— START OF RECORDS TO PROCESS —

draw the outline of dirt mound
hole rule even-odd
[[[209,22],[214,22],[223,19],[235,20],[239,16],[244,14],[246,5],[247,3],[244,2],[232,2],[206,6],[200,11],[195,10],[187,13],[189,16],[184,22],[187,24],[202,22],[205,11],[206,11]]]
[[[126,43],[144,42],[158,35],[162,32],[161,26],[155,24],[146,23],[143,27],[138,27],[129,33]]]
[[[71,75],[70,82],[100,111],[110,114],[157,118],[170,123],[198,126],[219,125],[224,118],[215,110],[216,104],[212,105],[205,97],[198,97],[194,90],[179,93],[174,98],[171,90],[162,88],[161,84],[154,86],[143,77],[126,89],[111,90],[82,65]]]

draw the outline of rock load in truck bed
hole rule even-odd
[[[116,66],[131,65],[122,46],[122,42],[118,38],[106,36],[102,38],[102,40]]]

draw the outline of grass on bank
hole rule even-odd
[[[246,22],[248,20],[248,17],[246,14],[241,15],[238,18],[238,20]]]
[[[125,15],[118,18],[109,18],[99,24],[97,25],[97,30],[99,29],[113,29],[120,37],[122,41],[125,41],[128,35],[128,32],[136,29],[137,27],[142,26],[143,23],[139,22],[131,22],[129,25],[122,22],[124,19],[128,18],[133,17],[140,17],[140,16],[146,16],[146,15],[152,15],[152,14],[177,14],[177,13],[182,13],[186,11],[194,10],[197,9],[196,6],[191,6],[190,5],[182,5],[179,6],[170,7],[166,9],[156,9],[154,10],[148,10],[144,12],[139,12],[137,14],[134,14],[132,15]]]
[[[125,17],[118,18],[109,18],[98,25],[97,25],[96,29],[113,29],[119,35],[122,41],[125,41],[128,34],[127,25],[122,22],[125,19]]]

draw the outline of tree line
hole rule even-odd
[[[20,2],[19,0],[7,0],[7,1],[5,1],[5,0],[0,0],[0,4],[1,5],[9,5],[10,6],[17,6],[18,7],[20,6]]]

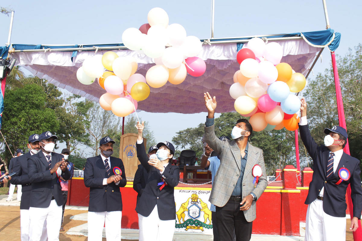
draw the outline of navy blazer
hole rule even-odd
[[[51,152],[51,168],[56,163],[62,160],[62,155]],[[43,152],[29,156],[28,158],[28,171],[29,180],[31,184],[30,196],[30,206],[33,207],[48,207],[50,204],[52,197],[54,197],[58,206],[63,205],[63,198],[62,187],[56,173],[50,173],[48,162]],[[68,168],[62,172],[64,180],[70,177],[70,172]]]
[[[146,186],[146,181],[148,177],[147,171],[143,168],[142,164],[139,165],[138,167],[133,178],[133,189],[137,192],[137,203],[138,202],[138,199],[143,192],[144,188]]]
[[[176,207],[173,189],[178,184],[180,168],[177,166],[169,163],[165,168],[161,177],[160,170],[148,164],[149,159],[143,143],[136,143],[136,147],[138,160],[148,174],[146,186],[136,206],[136,211],[143,216],[148,217],[157,205],[160,219],[174,220]],[[167,185],[160,190],[160,186],[157,186],[157,184],[162,181],[163,177]]]
[[[360,175],[359,160],[343,152],[338,167],[333,176],[326,178],[327,162],[330,151],[324,145],[318,146],[311,135],[308,125],[299,125],[300,138],[313,160],[313,175],[309,184],[308,195],[304,203],[309,204],[317,198],[322,188],[324,187],[323,209],[324,212],[334,217],[346,216],[346,191],[349,184],[351,185],[351,197],[353,205],[353,216],[358,219],[362,212],[362,187]],[[340,178],[338,171],[341,167],[348,169],[351,177],[348,181],[342,181],[336,185]]]
[[[85,186],[90,188],[88,207],[90,212],[122,211],[122,196],[119,187],[124,187],[127,184],[125,167],[119,158],[113,156],[109,158],[111,163],[111,176],[114,174],[113,168],[115,167],[119,167],[122,171],[122,179],[118,185],[112,182],[103,185],[103,179],[108,177],[100,155],[87,159],[84,178]]]
[[[15,159],[13,167],[13,172],[16,174],[12,177],[10,182],[14,185],[21,185],[22,186],[20,209],[29,209],[30,207],[31,186],[28,175],[28,159],[31,155],[29,152]]]

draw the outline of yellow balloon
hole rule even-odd
[[[174,85],[178,85],[183,82],[187,75],[186,67],[184,64],[175,69],[169,69],[168,72],[169,72],[168,81]]]
[[[118,57],[118,55],[114,52],[108,51],[103,54],[102,56],[102,64],[106,69],[113,71],[112,65],[114,60]]]
[[[137,82],[131,89],[131,96],[137,101],[141,101],[148,97],[150,91],[150,86],[146,83]]]
[[[299,73],[295,73],[292,74],[292,77],[287,82],[287,85],[289,87],[289,90],[292,92],[299,92],[304,89],[306,86],[306,77]]]
[[[241,115],[249,114],[256,107],[256,102],[248,96],[242,95],[235,100],[234,108]]]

— END OF RECORDS TO PROCESS —

Format every line above as a JSON list of strings, one string per line, leaving out blank lines. Leave the pictures out of the answer.

→ ANSWER IN FULL
[
  "draw the outline of dirt mound",
  "hole rule even-odd",
  "[[[209,22],[214,22],[223,19],[235,20],[239,16],[244,14],[246,5],[247,3],[244,2],[232,2],[206,6],[200,11],[195,10],[187,13],[189,16],[184,22],[187,24],[202,22],[205,11],[206,11]]]",
  "[[[126,43],[144,42],[158,35],[162,32],[161,26],[155,24],[146,23],[143,27],[138,27],[129,33]]]",
  "[[[71,75],[70,82],[100,111],[110,114],[157,118],[170,123],[198,126],[219,125],[224,118],[215,110],[216,104],[212,105],[205,97],[198,97],[194,90],[179,93],[174,98],[171,90],[162,88],[161,84],[154,86],[143,77],[126,89],[111,90],[82,65]]]",
  "draw the outline of rock load in truck bed",
  "hole rule even-odd",
  "[[[116,66],[131,65],[122,46],[122,42],[118,38],[106,36],[102,38],[102,40]]]",
  "draw the outline of grass on bank",
  "hole rule even-odd",
  "[[[246,22],[248,20],[248,17],[246,14],[241,15],[238,18],[238,20]]]",
  "[[[125,15],[118,18],[109,18],[99,24],[97,25],[97,30],[99,29],[113,29],[120,37],[122,41],[125,41],[128,35],[128,32],[136,29],[137,27],[142,26],[143,23],[139,22],[131,22],[129,25],[122,22],[124,19],[128,18],[133,17],[140,17],[140,16],[146,16],[146,15],[152,15],[152,14],[177,14],[177,13],[182,13],[186,11],[194,10],[197,9],[196,6],[191,6],[190,5],[182,5],[179,6],[170,7],[166,9],[156,9],[154,10],[148,10],[144,12],[139,12],[137,14],[134,14],[132,15]]]",
  "[[[125,17],[118,18],[109,18],[98,25],[97,25],[96,29],[113,29],[119,35],[122,41],[125,41],[128,34],[127,25],[122,22],[125,19]]]",
  "draw the outline of tree line",
  "hole rule even-odd",
  "[[[20,2],[19,0],[7,0],[7,1],[5,1],[5,0],[0,0],[0,4],[1,5],[9,5],[10,6],[17,6],[18,7],[20,6]]]",
  "draw the outline of navy blazer",
  "hole rule even-odd",
  "[[[51,152],[51,168],[56,163],[62,160],[62,155]],[[43,152],[29,156],[28,158],[28,171],[29,180],[31,184],[30,196],[30,206],[33,207],[48,207],[50,204],[52,197],[54,197],[58,206],[63,205],[63,198],[62,187],[56,173],[50,173],[48,162]],[[68,168],[62,172],[64,180],[70,177],[70,172]]]",
  "[[[146,186],[146,181],[148,177],[147,171],[143,168],[142,164],[139,165],[138,167],[133,178],[133,189],[137,192],[137,203],[138,202],[138,199],[143,192],[144,188]]]",
  "[[[176,207],[173,189],[178,184],[180,168],[177,166],[169,163],[165,168],[161,177],[160,170],[148,164],[149,159],[143,143],[136,143],[136,147],[138,160],[148,174],[146,186],[136,206],[136,211],[143,216],[148,217],[157,205],[160,219],[174,220]],[[167,185],[160,190],[160,186],[157,186],[157,184],[162,181],[163,177]]]",
  "[[[360,175],[359,160],[343,152],[338,167],[333,176],[326,178],[327,162],[330,151],[324,145],[318,146],[311,135],[308,125],[299,125],[300,138],[313,160],[313,175],[309,184],[308,195],[304,203],[309,204],[317,198],[322,188],[324,187],[323,209],[324,212],[334,217],[346,216],[346,191],[349,184],[351,185],[351,197],[353,205],[353,216],[358,219],[362,212],[362,187]],[[340,178],[338,171],[341,167],[348,169],[351,177],[348,181],[342,181],[336,185]]]",
  "[[[85,186],[90,188],[88,207],[90,212],[122,211],[122,196],[119,187],[124,187],[127,184],[125,167],[119,158],[113,156],[109,158],[111,163],[111,176],[114,174],[113,168],[115,167],[119,167],[122,171],[122,179],[118,185],[112,182],[103,185],[103,179],[108,177],[100,155],[87,159],[84,178]]]",
  "[[[15,159],[13,167],[13,172],[16,174],[12,177],[10,182],[14,185],[21,185],[22,186],[20,209],[29,209],[30,207],[31,186],[28,175],[28,159],[31,155],[29,152]]]",
  "draw the outline of yellow balloon",
  "hole rule even-odd",
  "[[[174,85],[178,85],[183,82],[187,75],[186,67],[184,64],[175,69],[169,69],[168,72],[169,72],[168,81]]]",
  "[[[118,57],[118,55],[114,52],[108,51],[103,54],[102,56],[102,64],[106,69],[113,71],[112,65],[114,60]]]",
  "[[[137,82],[131,89],[131,96],[137,101],[141,101],[148,97],[150,91],[150,86],[146,83]]]",
  "[[[299,73],[295,73],[292,74],[292,77],[287,82],[287,85],[289,87],[289,90],[292,92],[299,92],[304,89],[306,86],[306,77]]]",
  "[[[241,115],[249,114],[256,107],[256,102],[248,96],[242,95],[235,100],[234,108]]]"
]